[Extrait du texte]
****************
Une baisse des émissions de gaz à effet de serre au ralenti en France

Climat
04/07/2025
6 min
Les baisses importantes observées ces deux dernières années des émissions sur le secteur de la production d'énergie (-7% entre 2022 et 2023 et -4% entre 2023 et 2024) devraient fortement se ralentir en 2025. ©Shutterstock

Dans la continuité de 2024, la baisse des émissions de gaz à effet de serre ralentit en France, avec une baisse estimée pour l’année 2025 à 0,8 %, bien loin des – 6,8 % enregistrés en 2023 sur l’ensemble de l’année, a annoncé vendredi le Citepa.

Par la rédaction, avec AFP

En 2025, les émissions brutes françaises (hors puits de carbone) devraient atteindre 366 millions de tonnes en équivalent CO₂ (MtCO₂e), soit une baisse de « seulement 3 MtCO₂e » par rapport à 2024, note l’organisme mandaté pour dresser le bilan carbone national, qui fait pour la première fois un « bilan prévisionnel » pour l’année en cours. Cette faible diminution des émissions « confirmerait le ralentissement de la dynamique observée ces dernières années« , souligne-t-il.

Un essoufflement du rythme

En 2024, la baisse des émissions françaises était de 1,8 %, après – 6,8 % en 2023. La France, longtemps présentée comme un des bons élèves de la décarbonation, semble ainsi perdre son élan, à l’image de l’Allemagne (- 3 % en 2024 après – 10 % en 2023) ou du Royaume-Uni (- 3,6 % après 5,1 %), à l’heure où l’on rentre dans le dur des efforts à réaliser. Ce ralentissement intervient dans un contexte politique marqué par plusieurs reculs ces dernières semaines sur l’artificialisation des sols (ZAN), la restriction des véhicules les plus polluants dans les grandes villes (ZFE), la remise en cause des aides de l’État pour la rénovation énergétique des logements (Ma prime rénov’). « Il est ahurissant que l’année des 10 ans de l’accord de Paris, et alors que les impacts du changement climatique s’aggravent, la France, par les reculs incessants de son gouvernement sur la transition écologique, soit en train de stopper la baisse de ses émissions (…). Ce n’est pas une fatalité, mais un choix politique qui va à l’encontre de la volonté des Françaises et Français« , a réagi Anne Bringault, directrice des programmes chez Réseau Action Climat (RAC).
****************
(Données de pointage d'objets nommés)
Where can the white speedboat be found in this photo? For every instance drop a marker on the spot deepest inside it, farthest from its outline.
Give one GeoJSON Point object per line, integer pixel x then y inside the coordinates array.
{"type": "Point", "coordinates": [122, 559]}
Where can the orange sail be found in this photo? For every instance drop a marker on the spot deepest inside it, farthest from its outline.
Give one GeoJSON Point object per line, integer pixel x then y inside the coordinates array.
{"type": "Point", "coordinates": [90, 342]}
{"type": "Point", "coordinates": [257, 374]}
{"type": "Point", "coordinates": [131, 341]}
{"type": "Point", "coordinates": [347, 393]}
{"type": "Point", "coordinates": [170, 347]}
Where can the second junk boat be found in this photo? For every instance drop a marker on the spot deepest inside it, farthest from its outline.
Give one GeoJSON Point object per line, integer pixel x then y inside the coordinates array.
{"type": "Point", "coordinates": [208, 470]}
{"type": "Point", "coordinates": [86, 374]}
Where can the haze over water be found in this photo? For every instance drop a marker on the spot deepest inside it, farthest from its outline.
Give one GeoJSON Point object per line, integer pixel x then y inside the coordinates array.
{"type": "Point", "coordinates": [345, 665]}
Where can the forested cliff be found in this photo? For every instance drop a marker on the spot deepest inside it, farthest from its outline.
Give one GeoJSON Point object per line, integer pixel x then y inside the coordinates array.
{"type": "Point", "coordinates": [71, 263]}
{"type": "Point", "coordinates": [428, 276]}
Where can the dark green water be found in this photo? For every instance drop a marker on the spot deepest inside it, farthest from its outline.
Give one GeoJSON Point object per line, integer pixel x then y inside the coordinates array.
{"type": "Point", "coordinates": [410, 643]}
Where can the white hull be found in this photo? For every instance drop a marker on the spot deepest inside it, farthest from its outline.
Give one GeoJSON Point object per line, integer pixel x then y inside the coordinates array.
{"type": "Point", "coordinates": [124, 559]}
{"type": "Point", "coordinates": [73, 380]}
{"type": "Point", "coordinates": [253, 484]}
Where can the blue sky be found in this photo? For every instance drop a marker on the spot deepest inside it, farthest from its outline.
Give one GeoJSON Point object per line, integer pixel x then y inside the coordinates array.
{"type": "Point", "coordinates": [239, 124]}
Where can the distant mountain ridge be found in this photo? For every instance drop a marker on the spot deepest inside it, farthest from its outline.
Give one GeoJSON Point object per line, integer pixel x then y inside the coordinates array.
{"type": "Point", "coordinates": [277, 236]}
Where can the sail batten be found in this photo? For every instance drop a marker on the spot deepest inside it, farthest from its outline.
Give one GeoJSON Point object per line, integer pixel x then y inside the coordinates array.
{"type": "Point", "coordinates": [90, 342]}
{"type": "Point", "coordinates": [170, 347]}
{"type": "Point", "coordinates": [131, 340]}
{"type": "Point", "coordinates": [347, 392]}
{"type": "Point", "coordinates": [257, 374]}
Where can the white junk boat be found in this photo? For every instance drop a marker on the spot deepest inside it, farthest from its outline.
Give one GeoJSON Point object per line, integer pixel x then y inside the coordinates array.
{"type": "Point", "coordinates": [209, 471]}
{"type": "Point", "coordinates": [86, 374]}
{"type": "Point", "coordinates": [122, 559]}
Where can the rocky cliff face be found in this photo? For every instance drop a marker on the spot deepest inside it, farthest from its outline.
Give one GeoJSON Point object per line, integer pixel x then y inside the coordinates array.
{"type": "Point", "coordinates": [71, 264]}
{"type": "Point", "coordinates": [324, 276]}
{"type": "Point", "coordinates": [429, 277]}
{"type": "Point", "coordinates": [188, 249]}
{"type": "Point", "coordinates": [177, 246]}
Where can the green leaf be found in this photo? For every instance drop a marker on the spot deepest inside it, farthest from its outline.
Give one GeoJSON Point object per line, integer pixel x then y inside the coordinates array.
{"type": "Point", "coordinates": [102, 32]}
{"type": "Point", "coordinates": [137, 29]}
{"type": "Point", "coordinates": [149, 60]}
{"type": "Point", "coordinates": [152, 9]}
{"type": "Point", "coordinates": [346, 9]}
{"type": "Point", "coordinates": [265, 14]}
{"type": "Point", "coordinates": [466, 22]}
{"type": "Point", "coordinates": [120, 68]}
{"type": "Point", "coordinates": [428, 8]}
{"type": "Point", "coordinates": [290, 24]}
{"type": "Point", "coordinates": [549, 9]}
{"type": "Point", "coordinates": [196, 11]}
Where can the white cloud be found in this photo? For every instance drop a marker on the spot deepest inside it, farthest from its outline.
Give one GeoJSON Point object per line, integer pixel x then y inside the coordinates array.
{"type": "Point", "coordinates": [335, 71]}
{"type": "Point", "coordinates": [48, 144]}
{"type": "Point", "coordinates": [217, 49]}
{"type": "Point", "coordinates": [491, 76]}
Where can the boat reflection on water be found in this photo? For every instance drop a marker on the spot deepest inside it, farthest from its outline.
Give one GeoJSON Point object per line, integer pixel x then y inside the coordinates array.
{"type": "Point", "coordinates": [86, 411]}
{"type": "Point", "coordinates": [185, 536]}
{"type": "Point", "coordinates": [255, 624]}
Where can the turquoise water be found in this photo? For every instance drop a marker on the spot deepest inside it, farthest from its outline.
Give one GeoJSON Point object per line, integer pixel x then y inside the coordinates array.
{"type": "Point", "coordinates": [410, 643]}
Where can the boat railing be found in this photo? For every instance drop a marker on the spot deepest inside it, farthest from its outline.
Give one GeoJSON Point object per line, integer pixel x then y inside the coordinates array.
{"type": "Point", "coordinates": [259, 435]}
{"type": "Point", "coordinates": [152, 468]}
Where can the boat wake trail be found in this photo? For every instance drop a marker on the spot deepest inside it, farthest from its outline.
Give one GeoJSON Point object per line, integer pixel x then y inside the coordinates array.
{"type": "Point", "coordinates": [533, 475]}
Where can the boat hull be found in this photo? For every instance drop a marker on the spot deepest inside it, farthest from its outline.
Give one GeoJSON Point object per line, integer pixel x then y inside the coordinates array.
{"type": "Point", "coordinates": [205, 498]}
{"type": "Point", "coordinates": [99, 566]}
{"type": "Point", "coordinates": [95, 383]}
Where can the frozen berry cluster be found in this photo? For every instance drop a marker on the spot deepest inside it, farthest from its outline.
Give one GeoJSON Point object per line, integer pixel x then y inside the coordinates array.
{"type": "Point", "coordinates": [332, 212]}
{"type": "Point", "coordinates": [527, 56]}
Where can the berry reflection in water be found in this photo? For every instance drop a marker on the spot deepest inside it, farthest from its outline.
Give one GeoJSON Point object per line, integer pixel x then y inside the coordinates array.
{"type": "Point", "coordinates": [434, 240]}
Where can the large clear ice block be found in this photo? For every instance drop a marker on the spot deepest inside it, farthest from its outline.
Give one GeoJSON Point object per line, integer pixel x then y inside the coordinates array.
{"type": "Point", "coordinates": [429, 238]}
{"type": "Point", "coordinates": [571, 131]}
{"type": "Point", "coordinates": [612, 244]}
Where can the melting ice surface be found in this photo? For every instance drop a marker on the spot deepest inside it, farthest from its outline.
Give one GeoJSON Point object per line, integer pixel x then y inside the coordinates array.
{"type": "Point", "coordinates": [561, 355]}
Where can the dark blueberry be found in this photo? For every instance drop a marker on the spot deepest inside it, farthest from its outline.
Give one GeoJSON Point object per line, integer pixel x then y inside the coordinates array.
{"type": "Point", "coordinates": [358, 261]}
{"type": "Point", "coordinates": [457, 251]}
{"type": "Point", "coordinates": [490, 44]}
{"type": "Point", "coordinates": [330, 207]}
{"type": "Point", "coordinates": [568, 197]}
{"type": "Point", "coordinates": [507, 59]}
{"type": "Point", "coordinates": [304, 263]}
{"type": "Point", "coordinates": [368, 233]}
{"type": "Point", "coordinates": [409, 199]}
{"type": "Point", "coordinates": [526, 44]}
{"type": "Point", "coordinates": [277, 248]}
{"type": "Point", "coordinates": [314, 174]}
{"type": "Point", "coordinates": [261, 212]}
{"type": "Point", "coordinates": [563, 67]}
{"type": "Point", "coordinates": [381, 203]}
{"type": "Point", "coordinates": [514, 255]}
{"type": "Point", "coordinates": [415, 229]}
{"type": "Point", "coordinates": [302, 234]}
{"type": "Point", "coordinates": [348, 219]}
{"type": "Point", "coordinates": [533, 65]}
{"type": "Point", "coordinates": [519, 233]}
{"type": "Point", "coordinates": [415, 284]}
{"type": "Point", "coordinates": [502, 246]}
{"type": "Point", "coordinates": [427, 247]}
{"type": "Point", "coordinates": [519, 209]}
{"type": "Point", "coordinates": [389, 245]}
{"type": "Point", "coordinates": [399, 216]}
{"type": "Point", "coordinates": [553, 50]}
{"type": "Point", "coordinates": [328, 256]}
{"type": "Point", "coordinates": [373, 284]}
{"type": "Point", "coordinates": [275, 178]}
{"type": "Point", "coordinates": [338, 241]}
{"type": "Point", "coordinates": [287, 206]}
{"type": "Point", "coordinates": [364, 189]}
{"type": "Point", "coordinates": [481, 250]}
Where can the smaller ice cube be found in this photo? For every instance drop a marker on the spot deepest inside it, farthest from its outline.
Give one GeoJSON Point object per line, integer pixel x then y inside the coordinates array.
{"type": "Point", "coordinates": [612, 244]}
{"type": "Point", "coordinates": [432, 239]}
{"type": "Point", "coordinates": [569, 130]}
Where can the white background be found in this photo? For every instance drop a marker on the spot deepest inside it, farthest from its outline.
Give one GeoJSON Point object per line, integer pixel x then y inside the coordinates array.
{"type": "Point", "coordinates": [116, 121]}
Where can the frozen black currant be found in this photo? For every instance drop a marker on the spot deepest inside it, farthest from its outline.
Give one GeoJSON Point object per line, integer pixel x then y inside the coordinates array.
****************
[Liste des tâches]
A – Reproduisez le passage de l'article sur les émissions de gaz à effet de serre qui va de « Dans la continuité » jusqu'à « vendredi le Citepa. » inclus.
B – Filtrez les lignes placées après l'article et recopiez uniquement celles qui contiennent la chaîne « sail ».

[Les réponses]
A –
Dans la continuité de 2024, la baisse des émissions de gaz à effet de serre ralentit en France, avec une baisse estimée pour l’année 2025 à 0,8 %, bien loin des – 6,8 % enregistrés en 2023 sur l’ensemble de l’année, a annoncé vendredi le Citepa.

B –
Where can the orange sail be found in this photo? For every instance drop a marker on the spot deepest inside it, farthest from its outline.
Where can the sail batten be found in this photo? For every instance drop a marker on the spot deepest inside it, farthest from its outline.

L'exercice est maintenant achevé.